About this exercise ->
The response has to be every entry, printed word for word.
········
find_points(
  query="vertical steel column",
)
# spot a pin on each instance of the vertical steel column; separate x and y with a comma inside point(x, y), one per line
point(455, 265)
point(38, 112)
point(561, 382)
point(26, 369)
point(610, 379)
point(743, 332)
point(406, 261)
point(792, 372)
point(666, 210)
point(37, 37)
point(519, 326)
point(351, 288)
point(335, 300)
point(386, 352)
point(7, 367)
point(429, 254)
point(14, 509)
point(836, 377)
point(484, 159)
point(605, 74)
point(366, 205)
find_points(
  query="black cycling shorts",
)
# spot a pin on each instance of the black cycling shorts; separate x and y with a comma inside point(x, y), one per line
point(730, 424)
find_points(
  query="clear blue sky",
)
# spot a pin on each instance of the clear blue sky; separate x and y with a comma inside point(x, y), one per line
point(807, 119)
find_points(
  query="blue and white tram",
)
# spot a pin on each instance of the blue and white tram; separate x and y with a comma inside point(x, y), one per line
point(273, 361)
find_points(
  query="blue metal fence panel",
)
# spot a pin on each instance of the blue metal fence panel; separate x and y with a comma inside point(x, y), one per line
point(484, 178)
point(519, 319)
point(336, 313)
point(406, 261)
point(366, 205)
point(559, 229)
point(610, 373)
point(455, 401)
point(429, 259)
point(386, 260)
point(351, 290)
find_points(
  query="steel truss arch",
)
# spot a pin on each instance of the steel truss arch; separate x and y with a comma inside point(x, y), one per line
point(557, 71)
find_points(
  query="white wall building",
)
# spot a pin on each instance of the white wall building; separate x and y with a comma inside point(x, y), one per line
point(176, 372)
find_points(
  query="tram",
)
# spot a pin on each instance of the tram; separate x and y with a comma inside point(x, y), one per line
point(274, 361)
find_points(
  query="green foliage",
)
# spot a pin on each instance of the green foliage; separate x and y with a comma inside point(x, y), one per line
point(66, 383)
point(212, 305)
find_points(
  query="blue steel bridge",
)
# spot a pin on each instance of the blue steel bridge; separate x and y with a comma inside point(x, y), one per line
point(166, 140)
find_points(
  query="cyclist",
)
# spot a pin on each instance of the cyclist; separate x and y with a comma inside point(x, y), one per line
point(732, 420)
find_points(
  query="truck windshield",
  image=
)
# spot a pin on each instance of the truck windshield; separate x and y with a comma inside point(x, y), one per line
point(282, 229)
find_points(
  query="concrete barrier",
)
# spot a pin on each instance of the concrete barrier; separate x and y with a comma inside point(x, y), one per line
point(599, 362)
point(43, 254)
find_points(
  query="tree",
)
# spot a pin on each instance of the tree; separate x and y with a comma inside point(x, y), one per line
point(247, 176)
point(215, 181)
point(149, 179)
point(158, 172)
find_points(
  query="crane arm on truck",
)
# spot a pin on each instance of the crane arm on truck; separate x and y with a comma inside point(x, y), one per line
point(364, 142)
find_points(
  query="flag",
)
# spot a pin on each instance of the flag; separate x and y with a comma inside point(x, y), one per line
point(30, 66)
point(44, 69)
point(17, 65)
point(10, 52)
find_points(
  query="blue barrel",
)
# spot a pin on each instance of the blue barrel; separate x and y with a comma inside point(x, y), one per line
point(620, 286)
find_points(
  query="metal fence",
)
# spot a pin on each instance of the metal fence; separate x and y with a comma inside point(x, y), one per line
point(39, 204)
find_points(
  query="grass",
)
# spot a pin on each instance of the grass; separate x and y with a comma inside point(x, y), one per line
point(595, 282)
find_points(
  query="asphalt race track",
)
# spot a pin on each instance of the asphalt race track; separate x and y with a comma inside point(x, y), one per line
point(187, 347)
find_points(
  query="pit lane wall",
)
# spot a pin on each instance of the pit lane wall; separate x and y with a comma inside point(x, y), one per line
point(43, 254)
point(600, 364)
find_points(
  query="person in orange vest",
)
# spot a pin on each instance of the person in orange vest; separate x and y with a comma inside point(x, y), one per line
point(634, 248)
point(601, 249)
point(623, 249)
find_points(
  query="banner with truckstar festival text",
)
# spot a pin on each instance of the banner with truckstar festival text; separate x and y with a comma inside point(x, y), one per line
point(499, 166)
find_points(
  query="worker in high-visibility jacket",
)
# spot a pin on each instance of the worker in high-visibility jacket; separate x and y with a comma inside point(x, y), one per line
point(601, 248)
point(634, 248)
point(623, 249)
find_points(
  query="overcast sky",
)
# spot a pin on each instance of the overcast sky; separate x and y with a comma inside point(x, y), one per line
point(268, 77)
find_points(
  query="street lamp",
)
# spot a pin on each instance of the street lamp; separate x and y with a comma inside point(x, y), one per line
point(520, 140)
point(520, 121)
········
Solution to this task ->
find_points(
  query="vertical steel column",
)
# spot a pin on each instance of the vertical steel column; separate x and y with a comma inside point(x, y), one per line
point(455, 265)
point(38, 112)
point(561, 382)
point(26, 369)
point(610, 379)
point(743, 332)
point(406, 261)
point(792, 372)
point(666, 210)
point(37, 37)
point(519, 326)
point(351, 288)
point(335, 300)
point(386, 352)
point(7, 367)
point(429, 254)
point(14, 509)
point(836, 377)
point(484, 159)
point(605, 74)
point(366, 205)
find_points(
  query="black cycling shorts",
)
# spot a pin on each instance of the black cycling shorts; separate x and y with a comma inside point(x, y), one per line
point(730, 424)
find_points(
  query="clear blue sky",
)
# spot a pin on each instance of the clear blue sky; separate x and y with a comma inside point(x, y), one per line
point(807, 119)
find_points(
  query="blue and white tram",
)
# spot a pin on each instance of the blue and white tram; separate x and y with a comma inside point(x, y), one per line
point(273, 361)
find_points(
  query="blue metal fence panel",
)
# spot a pin on each instance of the blue metal fence panel; separate x and y with a comma inside point(x, y), one per line
point(484, 178)
point(519, 319)
point(336, 313)
point(406, 261)
point(366, 205)
point(559, 229)
point(610, 373)
point(455, 401)
point(429, 259)
point(386, 260)
point(351, 290)
find_points(
  query="steel truss arch",
)
# spot a pin on each instance of the steel truss arch; separate x and y with a comma inside point(x, y), one per line
point(557, 71)
find_points(
  query="white wall building",
)
# spot a pin on each instance of the white wall building; separate x and y with a comma inside point(x, y), one per line
point(176, 372)
find_points(
  query="tram",
)
# spot a pin on each instance of the tram; separate x and y with a comma inside point(x, y), one per line
point(274, 361)
find_points(
  query="green foliage",
)
# spot a pin on each instance of the green foliage; separate x and y with a comma inside point(x, y), one per line
point(66, 383)
point(212, 305)
find_points(
  query="blue steel bridge",
)
# spot a pin on each instance of the blue steel bridge; separate x and y with a comma inside point(x, y), one per line
point(166, 140)
find_points(
  query="cyclist",
)
# spot a pin on each instance of the cyclist; separate x and y with a comma inside point(x, y), one per line
point(732, 420)
find_points(
  query="truck windshield",
  image=
)
# spot a pin on each instance of the truck windshield; separate x and y with a comma inside point(x, y), one per line
point(282, 229)
find_points(
  query="concrete barrier",
)
# spot a pin on each instance of the concrete barrier; separate x and y with a comma inside point(x, y), one per line
point(599, 362)
point(43, 254)
find_points(
  query="tree",
)
# spot a pin on each instance of the tree; separate x and y with a comma inside point(x, y), one per line
point(247, 176)
point(215, 181)
point(149, 179)
point(158, 172)
find_points(
  query="crane arm on truck",
)
# spot a pin on each instance of the crane arm on truck; separate x and y with a comma inside point(x, y), one per line
point(364, 142)
find_points(
  query="flag",
)
# spot a pin on each instance of the flag; separate x and y with a comma inside point(x, y), one per line
point(30, 66)
point(44, 69)
point(17, 65)
point(10, 52)
find_points(
  query="blue barrel",
)
# spot a pin on each instance of the blue barrel; separate x and y with a comma inside point(x, y), one per line
point(620, 286)
find_points(
  query="metal fence",
)
# spot a pin on each instance of the metal fence; separate x and y with a comma inside point(x, y), one per line
point(39, 204)
find_points(
  query="grass",
)
# spot a pin on each instance of the grass; separate x and y with a comma inside point(x, y), one per line
point(595, 282)
find_points(
  query="asphalt race track",
)
# spot a pin on each instance of the asphalt race track; separate x and y with a comma inside point(x, y), one per line
point(187, 347)
find_points(
  query="pit lane wall",
)
# spot a pin on each instance of the pit lane wall; separate x and y with a comma inside point(x, y), one per line
point(43, 254)
point(600, 364)
find_points(
  query="person in orange vest",
)
# spot a pin on each instance of the person in orange vest; separate x and y with a comma inside point(x, y), one per line
point(634, 248)
point(601, 249)
point(623, 249)
find_points(
  query="banner with truckstar festival text",
)
# spot a pin on each instance of the banner with truckstar festival text; separate x and y with a comma inside point(x, y), one per line
point(499, 166)
find_points(
  query="worker in high-visibility jacket",
)
# spot a pin on each instance of the worker in high-visibility jacket; separate x and y with a comma inside point(x, y), one per line
point(601, 248)
point(634, 248)
point(623, 249)
find_points(
  query="overcast sky",
)
# spot a pin on each instance of the overcast sky; separate x and y with a comma inside point(x, y), one per line
point(268, 77)
find_points(
  query="street lamp",
)
# spot a pin on each instance of the street lamp; separate x and y with a comma inside point(x, y), one per line
point(520, 140)
point(520, 121)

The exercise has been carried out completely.